(Stored items)
--

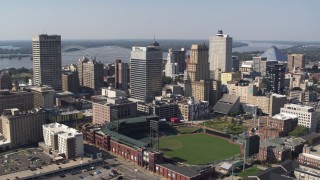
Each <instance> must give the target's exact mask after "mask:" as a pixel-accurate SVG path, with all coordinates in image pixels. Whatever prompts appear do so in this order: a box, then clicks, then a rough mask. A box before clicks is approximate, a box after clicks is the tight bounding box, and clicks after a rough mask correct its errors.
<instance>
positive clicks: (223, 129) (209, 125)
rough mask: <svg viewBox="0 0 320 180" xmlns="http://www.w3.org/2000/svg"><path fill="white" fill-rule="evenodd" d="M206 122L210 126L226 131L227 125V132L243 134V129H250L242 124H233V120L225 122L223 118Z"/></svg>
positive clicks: (214, 128)
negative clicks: (239, 124)
mask: <svg viewBox="0 0 320 180" xmlns="http://www.w3.org/2000/svg"><path fill="white" fill-rule="evenodd" d="M205 124H206V126H207V127H209V128H213V129H217V130H219V131H222V132H224V129H225V128H226V127H227V134H241V133H243V131H246V130H247V129H248V128H247V127H244V126H242V125H237V124H235V125H233V124H232V123H231V122H225V121H222V120H212V121H207V122H205Z"/></svg>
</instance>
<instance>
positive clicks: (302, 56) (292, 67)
mask: <svg viewBox="0 0 320 180" xmlns="http://www.w3.org/2000/svg"><path fill="white" fill-rule="evenodd" d="M305 65H306V59H305V55H304V54H290V55H288V68H289V71H292V70H293V69H294V68H300V69H304V68H305Z"/></svg>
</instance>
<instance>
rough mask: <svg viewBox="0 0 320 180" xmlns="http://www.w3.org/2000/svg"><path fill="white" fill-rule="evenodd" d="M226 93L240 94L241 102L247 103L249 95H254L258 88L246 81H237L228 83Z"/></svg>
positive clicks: (240, 101) (255, 93) (253, 84)
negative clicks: (234, 82)
mask: <svg viewBox="0 0 320 180" xmlns="http://www.w3.org/2000/svg"><path fill="white" fill-rule="evenodd" d="M227 87H228V94H232V95H237V96H240V102H241V103H248V97H249V96H256V95H257V94H258V88H257V87H256V86H255V85H254V84H249V83H248V82H237V83H233V84H228V86H227Z"/></svg>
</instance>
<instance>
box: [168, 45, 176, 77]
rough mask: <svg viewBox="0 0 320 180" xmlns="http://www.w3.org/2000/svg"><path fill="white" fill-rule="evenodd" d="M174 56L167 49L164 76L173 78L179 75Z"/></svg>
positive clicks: (172, 53)
mask: <svg viewBox="0 0 320 180" xmlns="http://www.w3.org/2000/svg"><path fill="white" fill-rule="evenodd" d="M174 56H175V54H174V53H173V51H172V49H169V52H168V56H167V63H166V67H165V76H167V77H171V78H175V77H176V76H177V75H179V64H178V62H175V57H174Z"/></svg>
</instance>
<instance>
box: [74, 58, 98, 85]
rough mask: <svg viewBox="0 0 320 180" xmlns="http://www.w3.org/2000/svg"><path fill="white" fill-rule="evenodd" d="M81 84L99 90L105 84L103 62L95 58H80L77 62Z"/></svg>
mask: <svg viewBox="0 0 320 180" xmlns="http://www.w3.org/2000/svg"><path fill="white" fill-rule="evenodd" d="M77 70H78V75H79V82H80V86H83V87H88V88H91V89H93V90H97V89H99V88H101V87H102V86H103V64H102V63H98V62H97V61H96V60H95V59H87V58H83V59H79V62H78V64H77Z"/></svg>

--

[Work instructions]
Reproduce every item above verbatim, leaving out the pictures.

[Solution for this problem]
Each <instance> must give the target's exact mask after "mask:" as a pixel-accurate SVG path, with all coordinates in image pixels. Whatever prompts appear do so in this order: a box, then clicks, then a rough mask. A box before clicks is approximate, a box after clicks is the tight bounding box, and clicks after a rough mask correct its errors.
<instance>
positive clicks: (223, 129) (209, 125)
rough mask: <svg viewBox="0 0 320 180" xmlns="http://www.w3.org/2000/svg"><path fill="white" fill-rule="evenodd" d="M206 122L210 126L226 131L227 125V132L243 134V129H250L242 124H233V120L225 122L223 118Z"/></svg>
positive clicks: (214, 128)
negative clicks: (239, 124)
mask: <svg viewBox="0 0 320 180" xmlns="http://www.w3.org/2000/svg"><path fill="white" fill-rule="evenodd" d="M205 124H206V126H207V127H209V128H213V129H217V130H219V131H222V132H224V129H225V128H226V127H227V134H241V133H243V131H246V130H247V129H248V128H247V127H244V126H242V125H237V124H235V125H233V124H232V123H231V122H225V121H222V120H212V121H207V122H205Z"/></svg>
</instance>
<instance>
positive clicks: (302, 56) (292, 67)
mask: <svg viewBox="0 0 320 180" xmlns="http://www.w3.org/2000/svg"><path fill="white" fill-rule="evenodd" d="M305 65H306V59H305V55H304V54H290V55H288V68H289V71H292V70H293V69H294V68H300V69H304V68H305Z"/></svg>
</instance>
<instance>
rough mask: <svg viewBox="0 0 320 180" xmlns="http://www.w3.org/2000/svg"><path fill="white" fill-rule="evenodd" d="M226 93L240 94L241 102L247 103L249 95H254L258 88L246 81H237L228 83Z"/></svg>
positive clicks: (240, 101) (255, 93) (253, 84)
negative clicks: (234, 82)
mask: <svg viewBox="0 0 320 180" xmlns="http://www.w3.org/2000/svg"><path fill="white" fill-rule="evenodd" d="M227 87H228V94H232V95H237V96H240V102H241V103H248V97H249V96H256V95H257V94H258V88H257V87H256V86H255V85H254V84H249V83H248V82H237V83H233V84H228V86H227Z"/></svg>
</instance>
<instance>
box: [168, 45, 176, 77]
rough mask: <svg viewBox="0 0 320 180" xmlns="http://www.w3.org/2000/svg"><path fill="white" fill-rule="evenodd" d="M174 56L167 49L164 76L173 78L179 75Z"/></svg>
positive clicks: (172, 53)
mask: <svg viewBox="0 0 320 180" xmlns="http://www.w3.org/2000/svg"><path fill="white" fill-rule="evenodd" d="M174 56H175V54H174V53H173V51H172V49H169V52H168V56H167V63H166V67H165V76H167V77H171V78H175V77H176V76H177V75H179V64H178V62H175V57H174Z"/></svg>
</instance>
<instance>
box: [74, 58, 98, 85]
rough mask: <svg viewBox="0 0 320 180" xmlns="http://www.w3.org/2000/svg"><path fill="white" fill-rule="evenodd" d="M81 84L99 90L105 84L103 62L95 58H80L77 62Z"/></svg>
mask: <svg viewBox="0 0 320 180" xmlns="http://www.w3.org/2000/svg"><path fill="white" fill-rule="evenodd" d="M77 70H78V75H79V82H80V86H83V87H88V88H91V89H93V90H97V89H99V88H101V87H102V86H103V64H102V63H98V62H97V61H96V60H95V59H87V58H83V59H79V62H78V64H77Z"/></svg>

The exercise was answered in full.